### Estratto fornito
=====
Un
nuovo rapporto di Abiti puliti fa il punto su pandemia, tessile e salari.
Sempre più bassi. E'
un tratto comune dall'India al Bangladesh, dalla Thailandia al Myanmar. Il
29 marzo scorso, quando il Covid-19 iniziava a mordere, U Myint Soe, a capo
della Myanmar Garment Manufactures Association, lanciava l’allarme.
La Ue, che acquista il 70% della produzione tessile birmana, aveva fermato gli
ordini di acquisto: “Non so come faremo”, era stato il commento al quotidiano
in lingua inglese Myanmar Times. La risposta è stata
semplice: fabbriche chiuse e salari bloccati. Le magliette made in Myanmar, Sri
Lanka o Bangladesh smettono di far girare i telai. Poi si vedrà.
=====
### Compiti da svolgere
(1) Secondo l'estratto su pandemia, tessile e salari, quale quota della produzione tessile birmana acquista la Ue?
(2) Elenca tutti i Paesi nominati nell'estratto su pandemia, tessile e salari.
(3) Prosegui l'articolo su pandemia, tessile e salari a partire dalla sua ultima frase.

### Materiale di partenza
=====
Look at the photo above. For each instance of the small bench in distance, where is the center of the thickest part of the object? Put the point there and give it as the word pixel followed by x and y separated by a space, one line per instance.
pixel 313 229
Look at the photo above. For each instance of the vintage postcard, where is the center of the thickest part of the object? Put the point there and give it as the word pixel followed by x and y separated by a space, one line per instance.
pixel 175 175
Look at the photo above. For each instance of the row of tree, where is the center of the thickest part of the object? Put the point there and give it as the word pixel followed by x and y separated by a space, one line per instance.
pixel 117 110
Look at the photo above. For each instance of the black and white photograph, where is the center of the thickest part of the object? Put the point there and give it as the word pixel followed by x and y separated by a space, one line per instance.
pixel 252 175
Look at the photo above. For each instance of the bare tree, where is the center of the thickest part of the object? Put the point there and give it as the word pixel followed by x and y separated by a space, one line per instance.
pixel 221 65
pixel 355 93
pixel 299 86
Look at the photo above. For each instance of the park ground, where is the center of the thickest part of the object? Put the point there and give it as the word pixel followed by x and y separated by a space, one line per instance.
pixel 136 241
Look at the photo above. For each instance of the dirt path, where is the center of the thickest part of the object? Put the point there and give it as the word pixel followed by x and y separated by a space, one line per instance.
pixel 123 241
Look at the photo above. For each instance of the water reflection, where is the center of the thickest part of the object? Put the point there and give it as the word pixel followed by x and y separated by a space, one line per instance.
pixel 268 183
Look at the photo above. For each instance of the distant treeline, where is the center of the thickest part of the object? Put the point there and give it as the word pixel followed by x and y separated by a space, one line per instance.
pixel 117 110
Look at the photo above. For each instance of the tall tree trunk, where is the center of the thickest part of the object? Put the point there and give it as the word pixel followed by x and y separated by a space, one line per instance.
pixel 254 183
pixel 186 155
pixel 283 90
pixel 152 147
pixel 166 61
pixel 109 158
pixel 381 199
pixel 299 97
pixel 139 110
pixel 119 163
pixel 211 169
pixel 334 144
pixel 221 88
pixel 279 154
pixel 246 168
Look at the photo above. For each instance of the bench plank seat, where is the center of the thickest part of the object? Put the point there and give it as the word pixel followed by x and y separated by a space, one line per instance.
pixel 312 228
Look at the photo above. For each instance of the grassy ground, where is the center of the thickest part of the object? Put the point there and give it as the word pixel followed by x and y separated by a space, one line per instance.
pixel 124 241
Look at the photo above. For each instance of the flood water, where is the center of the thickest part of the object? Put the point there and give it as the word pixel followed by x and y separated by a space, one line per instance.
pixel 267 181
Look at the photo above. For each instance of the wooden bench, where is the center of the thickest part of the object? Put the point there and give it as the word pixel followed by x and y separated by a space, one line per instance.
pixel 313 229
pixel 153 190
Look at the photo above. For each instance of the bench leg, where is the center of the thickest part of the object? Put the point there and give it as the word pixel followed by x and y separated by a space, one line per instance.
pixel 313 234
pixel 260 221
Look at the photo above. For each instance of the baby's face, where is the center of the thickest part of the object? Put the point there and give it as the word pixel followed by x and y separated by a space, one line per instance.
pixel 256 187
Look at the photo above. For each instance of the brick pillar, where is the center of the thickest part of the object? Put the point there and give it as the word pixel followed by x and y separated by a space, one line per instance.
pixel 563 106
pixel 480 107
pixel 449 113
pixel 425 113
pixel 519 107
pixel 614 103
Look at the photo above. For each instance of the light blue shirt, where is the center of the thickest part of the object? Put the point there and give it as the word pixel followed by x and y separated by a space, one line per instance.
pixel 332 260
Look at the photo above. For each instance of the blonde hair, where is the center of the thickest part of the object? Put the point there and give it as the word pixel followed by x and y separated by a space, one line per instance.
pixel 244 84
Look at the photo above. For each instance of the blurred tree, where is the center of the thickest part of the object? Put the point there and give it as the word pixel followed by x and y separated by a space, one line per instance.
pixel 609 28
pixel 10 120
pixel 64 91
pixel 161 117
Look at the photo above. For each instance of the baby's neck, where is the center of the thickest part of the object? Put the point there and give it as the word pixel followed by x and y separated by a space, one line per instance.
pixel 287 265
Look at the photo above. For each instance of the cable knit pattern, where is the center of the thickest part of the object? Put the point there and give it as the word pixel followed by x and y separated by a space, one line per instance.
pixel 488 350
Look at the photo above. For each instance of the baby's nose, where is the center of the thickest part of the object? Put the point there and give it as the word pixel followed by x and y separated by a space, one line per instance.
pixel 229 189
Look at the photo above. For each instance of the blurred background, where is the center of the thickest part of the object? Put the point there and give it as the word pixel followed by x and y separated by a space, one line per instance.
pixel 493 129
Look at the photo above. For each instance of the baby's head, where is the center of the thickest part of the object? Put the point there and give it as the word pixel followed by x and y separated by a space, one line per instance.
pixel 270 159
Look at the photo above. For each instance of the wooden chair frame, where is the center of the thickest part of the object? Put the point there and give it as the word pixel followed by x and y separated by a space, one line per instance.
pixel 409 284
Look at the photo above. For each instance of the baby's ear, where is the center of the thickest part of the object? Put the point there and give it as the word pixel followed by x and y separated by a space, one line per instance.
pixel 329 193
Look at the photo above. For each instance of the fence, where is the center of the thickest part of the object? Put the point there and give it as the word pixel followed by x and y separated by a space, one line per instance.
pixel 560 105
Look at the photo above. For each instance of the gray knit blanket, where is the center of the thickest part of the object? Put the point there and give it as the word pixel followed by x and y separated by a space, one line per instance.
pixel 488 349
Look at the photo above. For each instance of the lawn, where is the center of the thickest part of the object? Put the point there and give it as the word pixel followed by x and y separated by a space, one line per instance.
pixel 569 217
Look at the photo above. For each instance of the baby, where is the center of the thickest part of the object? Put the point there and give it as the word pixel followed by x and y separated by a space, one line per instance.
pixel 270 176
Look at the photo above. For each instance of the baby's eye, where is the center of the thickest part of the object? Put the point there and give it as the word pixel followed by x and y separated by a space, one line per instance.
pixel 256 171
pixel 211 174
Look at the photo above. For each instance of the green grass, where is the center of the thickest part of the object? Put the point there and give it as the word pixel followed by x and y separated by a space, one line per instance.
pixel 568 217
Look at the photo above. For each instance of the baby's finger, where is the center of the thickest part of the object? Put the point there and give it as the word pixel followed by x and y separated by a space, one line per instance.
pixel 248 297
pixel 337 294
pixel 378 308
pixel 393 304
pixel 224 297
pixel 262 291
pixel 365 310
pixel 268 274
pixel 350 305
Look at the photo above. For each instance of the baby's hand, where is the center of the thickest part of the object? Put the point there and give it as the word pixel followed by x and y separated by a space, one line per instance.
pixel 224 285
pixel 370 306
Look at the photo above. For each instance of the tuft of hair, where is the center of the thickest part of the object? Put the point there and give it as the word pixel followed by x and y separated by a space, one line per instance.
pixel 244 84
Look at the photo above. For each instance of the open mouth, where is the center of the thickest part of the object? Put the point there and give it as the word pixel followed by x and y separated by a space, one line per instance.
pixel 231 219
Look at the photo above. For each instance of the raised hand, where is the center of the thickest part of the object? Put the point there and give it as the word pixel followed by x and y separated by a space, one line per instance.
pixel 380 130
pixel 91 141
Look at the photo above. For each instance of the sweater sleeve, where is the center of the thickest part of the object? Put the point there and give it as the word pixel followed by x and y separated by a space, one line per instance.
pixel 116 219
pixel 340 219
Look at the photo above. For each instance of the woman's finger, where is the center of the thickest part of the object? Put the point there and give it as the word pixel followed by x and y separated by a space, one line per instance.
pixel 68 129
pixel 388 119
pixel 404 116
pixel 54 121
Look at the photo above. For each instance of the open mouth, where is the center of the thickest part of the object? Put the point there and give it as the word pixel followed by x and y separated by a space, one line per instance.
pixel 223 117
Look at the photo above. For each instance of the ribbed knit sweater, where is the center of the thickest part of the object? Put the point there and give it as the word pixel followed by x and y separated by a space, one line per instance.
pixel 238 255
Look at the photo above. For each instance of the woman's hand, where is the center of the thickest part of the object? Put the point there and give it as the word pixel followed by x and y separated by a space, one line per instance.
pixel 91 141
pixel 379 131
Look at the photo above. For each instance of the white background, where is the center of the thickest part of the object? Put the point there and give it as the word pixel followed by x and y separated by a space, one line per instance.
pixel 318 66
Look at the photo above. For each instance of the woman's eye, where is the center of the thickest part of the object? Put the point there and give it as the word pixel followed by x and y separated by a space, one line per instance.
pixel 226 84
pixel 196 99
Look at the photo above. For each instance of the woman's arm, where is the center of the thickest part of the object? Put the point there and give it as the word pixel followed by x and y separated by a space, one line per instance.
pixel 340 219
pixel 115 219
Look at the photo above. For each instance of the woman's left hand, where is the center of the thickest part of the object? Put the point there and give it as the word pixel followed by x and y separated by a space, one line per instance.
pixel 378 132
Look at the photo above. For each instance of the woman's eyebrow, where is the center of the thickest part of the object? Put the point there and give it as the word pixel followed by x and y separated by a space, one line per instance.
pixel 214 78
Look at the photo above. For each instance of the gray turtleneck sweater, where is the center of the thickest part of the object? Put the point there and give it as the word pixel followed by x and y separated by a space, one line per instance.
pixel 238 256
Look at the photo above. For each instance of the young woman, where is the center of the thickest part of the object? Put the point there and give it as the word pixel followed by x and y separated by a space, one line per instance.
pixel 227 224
=====
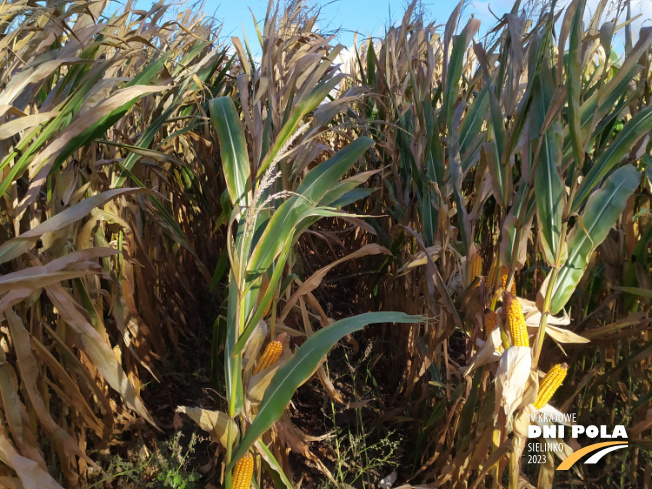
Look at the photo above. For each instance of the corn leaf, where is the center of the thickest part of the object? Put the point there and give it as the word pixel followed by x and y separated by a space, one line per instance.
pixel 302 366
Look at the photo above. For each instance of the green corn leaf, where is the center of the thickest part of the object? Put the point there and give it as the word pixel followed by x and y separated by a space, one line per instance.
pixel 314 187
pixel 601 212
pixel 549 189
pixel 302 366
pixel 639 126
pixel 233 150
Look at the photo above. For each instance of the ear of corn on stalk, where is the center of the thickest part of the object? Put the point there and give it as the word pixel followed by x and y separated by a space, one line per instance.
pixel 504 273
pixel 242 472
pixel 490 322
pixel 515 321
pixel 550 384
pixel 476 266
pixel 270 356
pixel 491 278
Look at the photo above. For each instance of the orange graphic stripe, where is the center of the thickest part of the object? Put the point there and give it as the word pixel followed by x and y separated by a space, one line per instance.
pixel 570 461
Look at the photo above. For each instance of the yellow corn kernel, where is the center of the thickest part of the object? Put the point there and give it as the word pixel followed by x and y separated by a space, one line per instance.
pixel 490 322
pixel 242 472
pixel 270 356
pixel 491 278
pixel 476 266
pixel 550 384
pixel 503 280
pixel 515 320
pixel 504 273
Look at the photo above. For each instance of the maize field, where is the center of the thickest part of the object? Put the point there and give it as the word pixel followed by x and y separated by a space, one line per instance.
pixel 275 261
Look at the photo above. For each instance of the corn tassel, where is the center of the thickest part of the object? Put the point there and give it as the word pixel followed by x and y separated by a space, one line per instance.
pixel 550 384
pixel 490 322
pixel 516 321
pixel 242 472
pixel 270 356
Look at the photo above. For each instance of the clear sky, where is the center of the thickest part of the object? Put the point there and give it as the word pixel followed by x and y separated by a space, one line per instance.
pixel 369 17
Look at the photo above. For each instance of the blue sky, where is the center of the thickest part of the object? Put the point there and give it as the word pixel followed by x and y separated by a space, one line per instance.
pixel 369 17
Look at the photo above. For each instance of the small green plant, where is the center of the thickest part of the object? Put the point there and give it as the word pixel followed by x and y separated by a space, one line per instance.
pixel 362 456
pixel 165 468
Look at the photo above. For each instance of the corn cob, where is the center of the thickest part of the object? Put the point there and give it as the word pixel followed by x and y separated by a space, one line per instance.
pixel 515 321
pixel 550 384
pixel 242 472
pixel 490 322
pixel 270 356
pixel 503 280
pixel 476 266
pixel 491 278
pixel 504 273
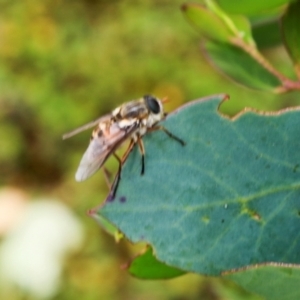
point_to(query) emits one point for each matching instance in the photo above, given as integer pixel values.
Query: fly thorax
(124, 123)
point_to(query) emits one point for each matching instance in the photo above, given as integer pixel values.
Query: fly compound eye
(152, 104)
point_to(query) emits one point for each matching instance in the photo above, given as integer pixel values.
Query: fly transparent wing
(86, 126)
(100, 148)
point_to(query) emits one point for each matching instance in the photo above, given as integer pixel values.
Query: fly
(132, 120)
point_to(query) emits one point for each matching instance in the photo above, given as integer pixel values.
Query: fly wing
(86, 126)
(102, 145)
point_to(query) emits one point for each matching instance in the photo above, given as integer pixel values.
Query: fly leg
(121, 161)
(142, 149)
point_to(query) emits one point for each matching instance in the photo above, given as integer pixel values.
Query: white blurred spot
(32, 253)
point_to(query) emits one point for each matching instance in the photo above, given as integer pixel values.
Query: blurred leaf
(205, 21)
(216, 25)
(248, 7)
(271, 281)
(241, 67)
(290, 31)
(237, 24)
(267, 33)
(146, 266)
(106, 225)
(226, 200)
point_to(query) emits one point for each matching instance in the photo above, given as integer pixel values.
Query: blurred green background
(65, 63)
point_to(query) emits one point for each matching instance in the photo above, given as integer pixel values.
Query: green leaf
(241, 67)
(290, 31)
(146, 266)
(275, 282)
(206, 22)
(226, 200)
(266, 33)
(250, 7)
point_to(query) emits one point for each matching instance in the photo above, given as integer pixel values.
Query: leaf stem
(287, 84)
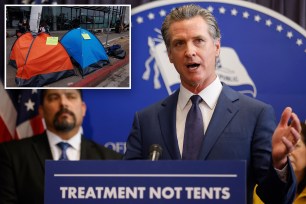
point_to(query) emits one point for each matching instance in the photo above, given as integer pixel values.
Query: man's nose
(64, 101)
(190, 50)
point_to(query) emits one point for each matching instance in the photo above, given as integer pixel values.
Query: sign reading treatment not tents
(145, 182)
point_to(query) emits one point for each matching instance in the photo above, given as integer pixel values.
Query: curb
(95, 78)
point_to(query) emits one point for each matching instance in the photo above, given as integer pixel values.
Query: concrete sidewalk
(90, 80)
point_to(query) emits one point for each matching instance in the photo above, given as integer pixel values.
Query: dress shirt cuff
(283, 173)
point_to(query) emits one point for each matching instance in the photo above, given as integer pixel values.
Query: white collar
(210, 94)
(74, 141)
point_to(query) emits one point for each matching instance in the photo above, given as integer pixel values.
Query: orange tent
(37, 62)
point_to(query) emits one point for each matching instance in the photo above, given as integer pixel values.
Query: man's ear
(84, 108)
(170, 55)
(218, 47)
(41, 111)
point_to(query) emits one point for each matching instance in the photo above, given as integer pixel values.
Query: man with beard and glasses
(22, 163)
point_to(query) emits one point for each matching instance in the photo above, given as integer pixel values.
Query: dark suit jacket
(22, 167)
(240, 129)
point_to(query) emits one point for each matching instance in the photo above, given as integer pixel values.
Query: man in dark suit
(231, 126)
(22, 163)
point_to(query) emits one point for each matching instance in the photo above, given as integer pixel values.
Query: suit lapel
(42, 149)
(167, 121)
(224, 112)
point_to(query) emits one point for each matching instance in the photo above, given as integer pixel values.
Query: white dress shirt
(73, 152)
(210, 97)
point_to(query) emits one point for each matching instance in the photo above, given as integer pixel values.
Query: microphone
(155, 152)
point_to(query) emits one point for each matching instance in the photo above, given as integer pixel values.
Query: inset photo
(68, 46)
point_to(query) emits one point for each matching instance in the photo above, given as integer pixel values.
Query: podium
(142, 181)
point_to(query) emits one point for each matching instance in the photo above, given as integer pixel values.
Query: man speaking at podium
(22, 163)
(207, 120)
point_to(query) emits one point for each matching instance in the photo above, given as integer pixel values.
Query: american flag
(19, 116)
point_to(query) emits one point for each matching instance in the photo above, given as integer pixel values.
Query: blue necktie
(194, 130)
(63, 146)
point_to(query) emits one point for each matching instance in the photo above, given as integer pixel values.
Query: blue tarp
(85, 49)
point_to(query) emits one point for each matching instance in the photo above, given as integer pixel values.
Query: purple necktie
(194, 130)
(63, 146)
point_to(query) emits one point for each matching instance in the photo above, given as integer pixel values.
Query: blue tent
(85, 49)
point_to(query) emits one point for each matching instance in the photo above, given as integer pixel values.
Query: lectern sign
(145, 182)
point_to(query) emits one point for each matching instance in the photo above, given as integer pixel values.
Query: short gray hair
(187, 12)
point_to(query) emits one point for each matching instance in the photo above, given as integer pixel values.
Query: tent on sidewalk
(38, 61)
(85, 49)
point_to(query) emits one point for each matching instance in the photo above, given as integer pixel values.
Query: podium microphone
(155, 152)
=====
### Risposte per numero
(1) Il 70%.

(2) India, Bangladesh, Thailandia, Myanmar, Sri Lanka

(3)
In tutta l’Asia il
tessile da esportazione è uno dei settori economici export dipendenti
che ha subito, col turismo, un contraccolpo formidabile dagli stop arrivati
dall’Occidente. Per quanto diversi Stati Ue abbiano sospeso i pagamenti del
servizio del debito del Myanmar per il periodo maggio-dicembre 2020 (98 mln di
dollari) sarà dura riprendersi. Inoltre Yangon – per via della guerra negli
Stati Chin e Rakhine - rischia (come già accaduto per la Cambogia) di perdere
la clausola di nazione favorita nell’export verso la Ue, cosa che dipende da
una missione di valutazione della Commissione in settembre. Sarebbe un altro
danno incalcolabile. Chi lo paga? E’ una domanda che si può girare a tutti i
Paesi del tessile asiatico da cui ci riforniamo per le nostre magliette.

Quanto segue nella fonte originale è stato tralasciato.